(Collected data entries)
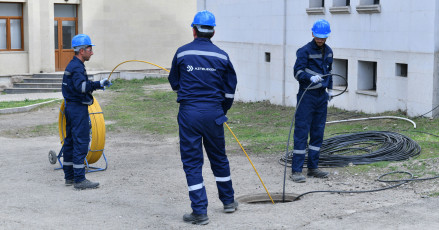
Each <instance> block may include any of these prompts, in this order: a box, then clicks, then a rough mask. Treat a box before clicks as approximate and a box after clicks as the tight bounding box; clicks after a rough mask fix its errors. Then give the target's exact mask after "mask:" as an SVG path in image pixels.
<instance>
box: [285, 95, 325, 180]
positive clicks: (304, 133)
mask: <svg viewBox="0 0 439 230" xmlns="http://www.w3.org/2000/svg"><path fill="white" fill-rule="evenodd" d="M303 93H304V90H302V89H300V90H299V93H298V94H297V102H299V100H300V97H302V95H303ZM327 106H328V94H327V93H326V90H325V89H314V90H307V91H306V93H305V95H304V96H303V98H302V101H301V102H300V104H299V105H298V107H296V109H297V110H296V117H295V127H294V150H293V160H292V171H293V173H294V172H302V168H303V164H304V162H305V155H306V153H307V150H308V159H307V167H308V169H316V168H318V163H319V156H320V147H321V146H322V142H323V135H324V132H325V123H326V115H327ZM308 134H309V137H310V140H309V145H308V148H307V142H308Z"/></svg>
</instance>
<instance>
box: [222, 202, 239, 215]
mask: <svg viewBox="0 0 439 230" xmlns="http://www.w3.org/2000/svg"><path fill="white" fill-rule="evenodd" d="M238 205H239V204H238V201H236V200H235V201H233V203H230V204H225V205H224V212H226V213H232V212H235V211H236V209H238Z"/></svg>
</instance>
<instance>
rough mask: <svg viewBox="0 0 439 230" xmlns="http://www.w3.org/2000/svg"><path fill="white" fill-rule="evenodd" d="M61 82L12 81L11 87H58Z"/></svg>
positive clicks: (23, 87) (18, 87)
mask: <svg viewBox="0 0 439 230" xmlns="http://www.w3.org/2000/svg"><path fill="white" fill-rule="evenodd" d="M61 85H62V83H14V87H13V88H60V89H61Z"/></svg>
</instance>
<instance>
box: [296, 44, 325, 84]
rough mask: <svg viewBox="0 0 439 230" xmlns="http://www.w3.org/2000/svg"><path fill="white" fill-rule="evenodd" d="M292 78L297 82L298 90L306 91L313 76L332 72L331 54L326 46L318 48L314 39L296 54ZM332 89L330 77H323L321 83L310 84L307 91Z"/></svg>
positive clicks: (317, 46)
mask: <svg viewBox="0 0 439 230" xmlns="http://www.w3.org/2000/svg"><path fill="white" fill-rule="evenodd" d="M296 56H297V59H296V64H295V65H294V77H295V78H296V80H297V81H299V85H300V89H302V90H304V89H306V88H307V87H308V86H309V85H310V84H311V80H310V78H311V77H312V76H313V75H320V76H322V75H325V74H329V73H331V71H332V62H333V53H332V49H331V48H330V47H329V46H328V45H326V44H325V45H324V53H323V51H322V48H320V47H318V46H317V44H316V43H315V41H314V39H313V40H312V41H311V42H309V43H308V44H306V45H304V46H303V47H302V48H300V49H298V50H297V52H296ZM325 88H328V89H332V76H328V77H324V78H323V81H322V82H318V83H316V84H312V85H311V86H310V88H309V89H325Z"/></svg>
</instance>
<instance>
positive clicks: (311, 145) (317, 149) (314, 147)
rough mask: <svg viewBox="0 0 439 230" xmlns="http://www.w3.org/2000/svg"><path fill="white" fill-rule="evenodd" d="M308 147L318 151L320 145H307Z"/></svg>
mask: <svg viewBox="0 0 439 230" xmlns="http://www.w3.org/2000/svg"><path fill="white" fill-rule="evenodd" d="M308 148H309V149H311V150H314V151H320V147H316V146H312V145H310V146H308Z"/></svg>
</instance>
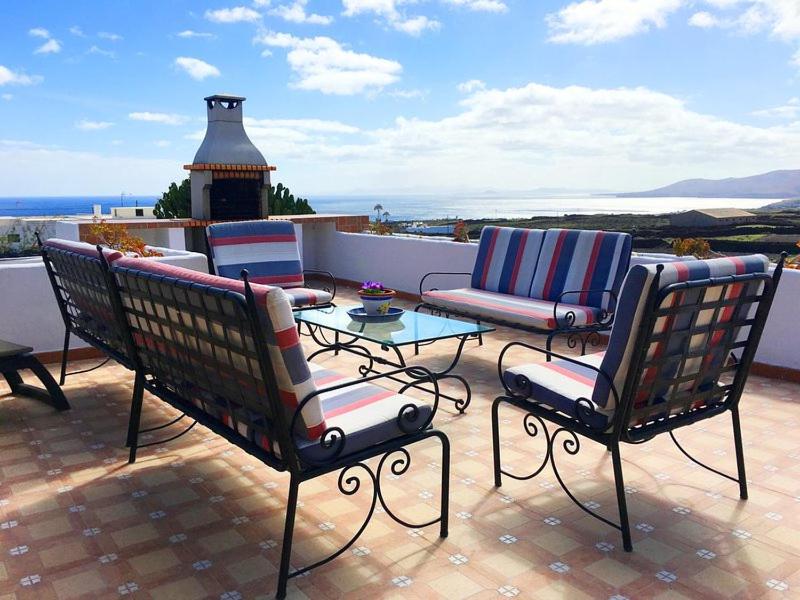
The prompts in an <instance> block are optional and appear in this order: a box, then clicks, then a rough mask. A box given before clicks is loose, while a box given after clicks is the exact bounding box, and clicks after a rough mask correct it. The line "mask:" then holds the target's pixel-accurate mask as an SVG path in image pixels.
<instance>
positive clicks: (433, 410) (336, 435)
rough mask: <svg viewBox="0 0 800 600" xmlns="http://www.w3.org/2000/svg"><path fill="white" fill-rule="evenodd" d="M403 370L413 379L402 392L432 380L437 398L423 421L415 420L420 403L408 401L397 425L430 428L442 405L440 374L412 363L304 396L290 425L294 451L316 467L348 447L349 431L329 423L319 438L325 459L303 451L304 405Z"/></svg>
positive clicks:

What you will do: Among the records, find the lines that contain "before" and copy each of them.

Answer space:
Each <instance> block may include any of these prompts, in this order: a box, then clicks, then a rough mask. Treat a box before clicks as approximate and a box after clicks as the tight bounding box; clicks after a rough mask fix its errors. Then give the target's exact mask after "mask:" as an SVG path in image pixels.
The prompts in an <instance> block are optional and appear in this order: a box, then clicks, then a rough mask. A box given before clicks is loose, while a box given after clicks is the exact bounding box, and clicks after a rough mask correct it. The line "mask:" then holds the target's pixel-accurate mask as an SVG path in image pixels.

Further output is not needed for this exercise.